→ Things to do:
A – Decide whether each statement below agrees with the film-trading dialogue, answering yes or no and quoting the exact words of the dialogue that settle it: (i) The White Slave Market is said to be American. (ii) One speaker calls The Boar Hunt their biggest hit. (iii) The Execution is offered for sale for thirty.
B – Write a continuation of the film-trading dialogue that picks up right after its final line.

→ Extract provided:
+ + + + + + +

A Thief Against His Will.

The Revenge of a Russian Orphan.

Haha, get along, will you.
Okay, fine then.



A Visit with Count Leo Tolstoy
at the Yasnaya Polyana.
-The White Slave Market.
-Is that an Italian one?

-No, American.
-Ah, I see.

-Murder on the Express Train.
-The African Hippopotamus.
-I've got that.
-Ah yeah? A Fire in a London Hotel?

-Assault in Montmartre.
-No, no.

-The Transport of Boer Cannons
under General Dewet...... -No, no...

I don't want that.
I want The Mandarin's Execution.

All right then.
Have it.

But you'll have to throw in
The Boar Hunt.

But The Boar Hunt is my biggest hit.
You can have The Old Maid.

You can shove
The Old Maid up yours...

The Boar Hunt or I'm finished here.

-The Bombardment of the Fregate
from the Island of Crete... -No, no.

-Hm, The Assault in Montmartre.
-No, no.

-The Devil's Kettle, then.
-Nope.



You know what then, young lad?
Too bad.

Pity, your dad and I,
we didn't haggle.

If you care all that much for
The Execution, I can sell it to you.

For twenty.

I hope your ready money never comes
to less than a pocketful of coppers.

+ + + + + + +

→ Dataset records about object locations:
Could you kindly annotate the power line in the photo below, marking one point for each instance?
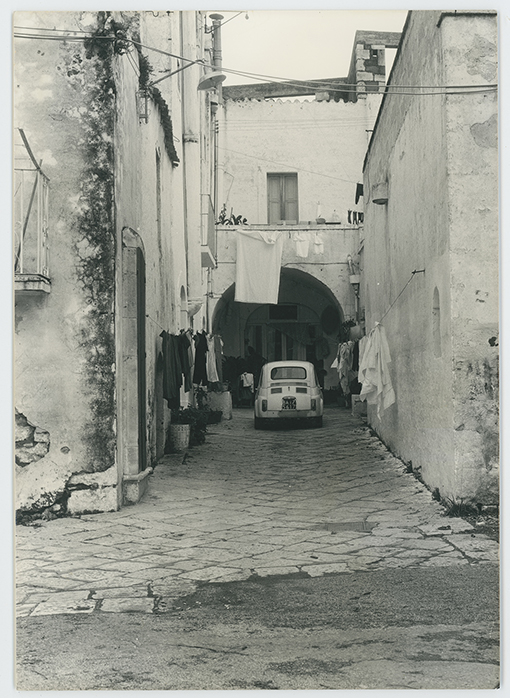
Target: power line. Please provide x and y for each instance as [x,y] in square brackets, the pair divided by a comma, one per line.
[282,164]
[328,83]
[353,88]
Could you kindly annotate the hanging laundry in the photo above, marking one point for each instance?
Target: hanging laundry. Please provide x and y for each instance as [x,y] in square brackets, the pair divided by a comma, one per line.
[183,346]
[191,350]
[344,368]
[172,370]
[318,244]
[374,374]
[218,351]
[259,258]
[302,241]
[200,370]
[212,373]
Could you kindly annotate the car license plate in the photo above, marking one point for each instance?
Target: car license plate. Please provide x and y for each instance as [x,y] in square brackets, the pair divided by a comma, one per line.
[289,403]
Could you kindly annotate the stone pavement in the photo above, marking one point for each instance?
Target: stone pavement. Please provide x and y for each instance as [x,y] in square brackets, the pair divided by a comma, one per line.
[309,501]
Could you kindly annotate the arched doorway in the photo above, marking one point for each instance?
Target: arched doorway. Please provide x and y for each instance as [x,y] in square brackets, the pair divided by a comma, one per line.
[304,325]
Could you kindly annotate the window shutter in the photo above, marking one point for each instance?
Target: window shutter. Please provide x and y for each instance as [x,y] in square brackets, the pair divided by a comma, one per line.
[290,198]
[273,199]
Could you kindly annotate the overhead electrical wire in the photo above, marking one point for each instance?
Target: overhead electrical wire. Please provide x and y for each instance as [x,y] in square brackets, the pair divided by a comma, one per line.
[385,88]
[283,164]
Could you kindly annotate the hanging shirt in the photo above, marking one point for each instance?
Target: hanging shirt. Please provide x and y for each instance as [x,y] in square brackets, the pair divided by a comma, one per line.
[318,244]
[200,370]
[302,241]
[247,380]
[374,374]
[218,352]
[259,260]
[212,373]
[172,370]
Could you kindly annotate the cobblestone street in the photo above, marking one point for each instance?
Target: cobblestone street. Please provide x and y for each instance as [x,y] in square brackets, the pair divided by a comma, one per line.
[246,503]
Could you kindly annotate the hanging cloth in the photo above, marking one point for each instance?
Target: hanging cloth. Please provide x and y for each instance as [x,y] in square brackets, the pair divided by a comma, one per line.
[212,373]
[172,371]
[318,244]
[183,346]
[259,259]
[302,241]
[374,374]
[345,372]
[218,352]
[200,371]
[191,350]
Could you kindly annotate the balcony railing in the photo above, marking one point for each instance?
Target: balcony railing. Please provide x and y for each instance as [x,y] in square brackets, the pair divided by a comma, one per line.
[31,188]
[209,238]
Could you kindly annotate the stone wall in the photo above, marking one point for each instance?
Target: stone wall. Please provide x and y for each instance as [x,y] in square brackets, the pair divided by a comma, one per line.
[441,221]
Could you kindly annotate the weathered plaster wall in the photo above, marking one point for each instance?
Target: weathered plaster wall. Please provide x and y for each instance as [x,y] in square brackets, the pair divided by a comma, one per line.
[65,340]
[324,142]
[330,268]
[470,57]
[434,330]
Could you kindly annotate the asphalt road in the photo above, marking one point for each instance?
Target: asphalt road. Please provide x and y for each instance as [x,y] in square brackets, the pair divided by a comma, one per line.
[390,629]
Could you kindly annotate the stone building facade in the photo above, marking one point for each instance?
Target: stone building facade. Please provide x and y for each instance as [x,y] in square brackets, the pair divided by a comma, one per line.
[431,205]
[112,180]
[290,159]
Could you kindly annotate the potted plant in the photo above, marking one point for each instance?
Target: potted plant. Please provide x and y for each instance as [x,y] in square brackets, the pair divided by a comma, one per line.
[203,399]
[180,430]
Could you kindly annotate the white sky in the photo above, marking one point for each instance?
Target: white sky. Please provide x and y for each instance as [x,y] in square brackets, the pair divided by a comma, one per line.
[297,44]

+ + + + + + +

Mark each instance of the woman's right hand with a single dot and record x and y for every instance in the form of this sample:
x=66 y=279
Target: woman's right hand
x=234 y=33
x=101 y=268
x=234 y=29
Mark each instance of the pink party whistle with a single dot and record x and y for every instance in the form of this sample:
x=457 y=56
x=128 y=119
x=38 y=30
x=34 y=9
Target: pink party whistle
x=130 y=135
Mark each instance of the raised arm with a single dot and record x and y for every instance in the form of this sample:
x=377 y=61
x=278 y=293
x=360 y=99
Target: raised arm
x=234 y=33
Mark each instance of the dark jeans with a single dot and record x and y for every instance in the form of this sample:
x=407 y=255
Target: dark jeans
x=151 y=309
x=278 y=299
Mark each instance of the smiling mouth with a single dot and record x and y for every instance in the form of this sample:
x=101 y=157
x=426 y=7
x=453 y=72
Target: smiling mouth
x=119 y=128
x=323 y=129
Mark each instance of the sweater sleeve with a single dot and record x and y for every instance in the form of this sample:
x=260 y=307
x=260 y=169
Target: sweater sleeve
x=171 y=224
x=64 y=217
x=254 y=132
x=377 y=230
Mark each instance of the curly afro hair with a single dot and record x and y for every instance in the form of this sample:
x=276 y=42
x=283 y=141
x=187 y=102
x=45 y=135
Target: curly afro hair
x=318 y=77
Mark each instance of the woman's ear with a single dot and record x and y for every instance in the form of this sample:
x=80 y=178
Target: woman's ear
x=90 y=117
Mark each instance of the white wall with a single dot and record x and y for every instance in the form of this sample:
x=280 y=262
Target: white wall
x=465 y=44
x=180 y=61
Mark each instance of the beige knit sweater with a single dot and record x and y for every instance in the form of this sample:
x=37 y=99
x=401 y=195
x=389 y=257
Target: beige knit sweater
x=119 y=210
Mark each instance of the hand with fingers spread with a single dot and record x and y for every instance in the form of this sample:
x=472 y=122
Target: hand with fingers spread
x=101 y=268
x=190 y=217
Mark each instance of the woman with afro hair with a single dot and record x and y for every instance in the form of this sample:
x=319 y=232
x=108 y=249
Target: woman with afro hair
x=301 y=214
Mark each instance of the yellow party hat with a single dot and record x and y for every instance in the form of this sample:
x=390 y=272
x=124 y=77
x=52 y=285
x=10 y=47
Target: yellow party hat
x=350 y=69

+ + + + + + +

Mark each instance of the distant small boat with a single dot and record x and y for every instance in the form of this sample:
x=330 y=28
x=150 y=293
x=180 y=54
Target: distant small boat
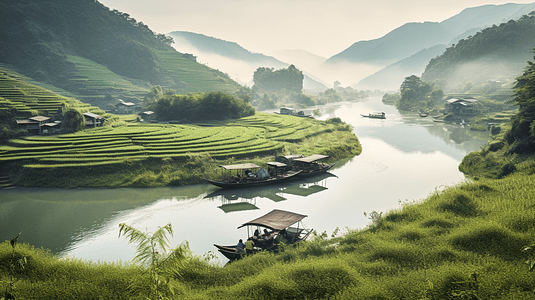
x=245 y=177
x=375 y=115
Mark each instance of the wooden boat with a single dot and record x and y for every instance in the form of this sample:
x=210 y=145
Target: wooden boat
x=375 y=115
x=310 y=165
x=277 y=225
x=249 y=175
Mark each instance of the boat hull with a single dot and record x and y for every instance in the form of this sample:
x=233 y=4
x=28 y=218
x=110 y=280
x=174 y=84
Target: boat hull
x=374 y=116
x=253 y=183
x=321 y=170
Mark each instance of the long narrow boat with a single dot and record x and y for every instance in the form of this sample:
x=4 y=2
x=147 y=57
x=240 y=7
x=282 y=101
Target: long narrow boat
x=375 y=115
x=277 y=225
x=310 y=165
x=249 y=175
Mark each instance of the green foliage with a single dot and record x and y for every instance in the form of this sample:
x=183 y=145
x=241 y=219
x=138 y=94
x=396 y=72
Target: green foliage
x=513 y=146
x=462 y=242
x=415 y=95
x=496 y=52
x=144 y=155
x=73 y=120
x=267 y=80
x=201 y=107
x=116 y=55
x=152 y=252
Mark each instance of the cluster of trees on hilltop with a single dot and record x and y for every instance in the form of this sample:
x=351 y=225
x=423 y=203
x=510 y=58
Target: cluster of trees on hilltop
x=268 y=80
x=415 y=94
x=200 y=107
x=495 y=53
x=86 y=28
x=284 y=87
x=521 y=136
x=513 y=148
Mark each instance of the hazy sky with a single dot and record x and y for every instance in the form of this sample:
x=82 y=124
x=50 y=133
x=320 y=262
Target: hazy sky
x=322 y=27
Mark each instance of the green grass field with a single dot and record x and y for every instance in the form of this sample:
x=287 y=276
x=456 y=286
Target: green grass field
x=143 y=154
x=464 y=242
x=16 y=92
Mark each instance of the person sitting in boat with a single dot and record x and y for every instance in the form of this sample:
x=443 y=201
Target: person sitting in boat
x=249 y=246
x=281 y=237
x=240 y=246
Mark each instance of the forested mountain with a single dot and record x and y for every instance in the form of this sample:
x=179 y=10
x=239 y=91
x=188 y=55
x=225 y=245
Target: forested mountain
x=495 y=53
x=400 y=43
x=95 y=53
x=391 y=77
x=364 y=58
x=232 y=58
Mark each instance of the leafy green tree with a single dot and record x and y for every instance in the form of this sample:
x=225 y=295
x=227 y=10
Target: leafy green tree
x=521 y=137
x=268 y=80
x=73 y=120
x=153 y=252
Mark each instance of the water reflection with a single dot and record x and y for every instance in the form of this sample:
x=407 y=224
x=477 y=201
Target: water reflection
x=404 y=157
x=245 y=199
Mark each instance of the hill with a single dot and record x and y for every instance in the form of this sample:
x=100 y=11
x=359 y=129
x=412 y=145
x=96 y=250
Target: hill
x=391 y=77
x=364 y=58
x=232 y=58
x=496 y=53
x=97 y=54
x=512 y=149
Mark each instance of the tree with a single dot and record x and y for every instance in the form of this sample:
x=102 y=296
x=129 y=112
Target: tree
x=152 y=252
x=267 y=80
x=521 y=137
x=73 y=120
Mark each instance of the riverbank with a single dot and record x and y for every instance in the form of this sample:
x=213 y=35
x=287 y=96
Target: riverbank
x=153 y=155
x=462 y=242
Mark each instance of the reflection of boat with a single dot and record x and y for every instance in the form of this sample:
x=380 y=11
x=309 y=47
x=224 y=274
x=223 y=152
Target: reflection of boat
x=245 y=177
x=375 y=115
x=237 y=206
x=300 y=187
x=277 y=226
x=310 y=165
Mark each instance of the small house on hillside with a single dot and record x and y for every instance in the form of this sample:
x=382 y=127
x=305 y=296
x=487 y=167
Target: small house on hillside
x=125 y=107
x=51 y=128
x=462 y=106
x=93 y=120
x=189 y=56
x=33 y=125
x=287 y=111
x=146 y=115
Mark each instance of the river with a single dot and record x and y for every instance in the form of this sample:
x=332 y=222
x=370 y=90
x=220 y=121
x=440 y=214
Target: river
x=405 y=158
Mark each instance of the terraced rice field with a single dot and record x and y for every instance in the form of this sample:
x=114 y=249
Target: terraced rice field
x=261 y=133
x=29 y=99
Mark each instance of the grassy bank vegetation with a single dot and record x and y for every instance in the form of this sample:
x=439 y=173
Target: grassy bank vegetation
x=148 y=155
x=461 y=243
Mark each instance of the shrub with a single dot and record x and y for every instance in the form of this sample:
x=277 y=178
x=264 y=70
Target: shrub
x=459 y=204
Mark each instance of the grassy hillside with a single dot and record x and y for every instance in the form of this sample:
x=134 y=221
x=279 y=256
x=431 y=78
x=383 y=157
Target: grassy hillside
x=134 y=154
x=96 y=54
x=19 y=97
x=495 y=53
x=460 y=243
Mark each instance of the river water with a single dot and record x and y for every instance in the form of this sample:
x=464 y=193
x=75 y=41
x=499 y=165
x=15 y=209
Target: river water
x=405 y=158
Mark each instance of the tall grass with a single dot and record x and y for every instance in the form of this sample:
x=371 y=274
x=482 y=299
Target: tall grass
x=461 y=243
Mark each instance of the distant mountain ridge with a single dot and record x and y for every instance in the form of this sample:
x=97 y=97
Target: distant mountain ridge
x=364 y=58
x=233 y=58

+ + + + + + +

→ Results of the exercise:
A –
(i) Yes: "-No, American."
(ii) Yes: "But The Boar Hunt is my biggest hit."
(iii) No: "For twenty."

B –
FILMEXPORT PRESENTS

THOSE MAGNIFICENT MEN
WITH THEIR CRANKING HANDLES

STORY BY
SCREENPLAY

STARRING

FEATURING

MAGICIAN, ILLUSIONIST, CONJURER

MOTION PICTURES,
PHOTOGRAPHS COME ALIVE
THE MIRACLE OF THIS CENTURY

You're asleep.

Sleep, Marion.
You're asleep.

Oh, you wretched daughter of mine!

You wish to bring disgrace

upon our family name
with such an unequal marriage.

That'll be the end of me.
Says he.

Get out of my sight, I never wish
to see you again, says mother.

How sad and dour the atmosphere
at Chateau Hohenlohe.

Ah me, haven't you grown?

Damn it all.

What the hell are you doing here?
You should've been gone ages ago.

We did not arrange this.
Benjamin, this isn't...

Benjamin.

William, I've been waiting for you.

This has been going on
for four months now.

-We can't leave the place.
-Shut the door, damn it!

There's a draught here.
Cold as all hell.

Shut the door, damn you!

We've had to pawn almost everything.

Ah... Even Lumiere.

-Forgive me, I'd no idea...
-But the tapes, William.

The tapes I've saved for you.

Wait now.

Tragedy at the Bois de Boulogne.

Love in the Tyrol.
The American Ladies' War.

William, I'll give them all to you.
Only please...

Look after the girl for me.

You know, the world's an evil place.

A girl all on her own...

William, William.

Just look after my girl for me.

Lumiere really does bring light.

Where've you been for so long?

-Eugenie.
-Don't lie to me, will you?

It's been a terrible year.

I had to revamp the program
three times.

In the end they all left me,
and I was left alone with Josephine.

-Hm, who's the girl?
-This girl? She's an orphan.

Benjamin died at Christmas
and asked me to look after her.

She's his daughter, you see.
So I'm looking after her.

You'll have to pay your rent
in advance this time.

You've lost weight!

How's your husband?

I said, how's Slavík doing?
Still sick?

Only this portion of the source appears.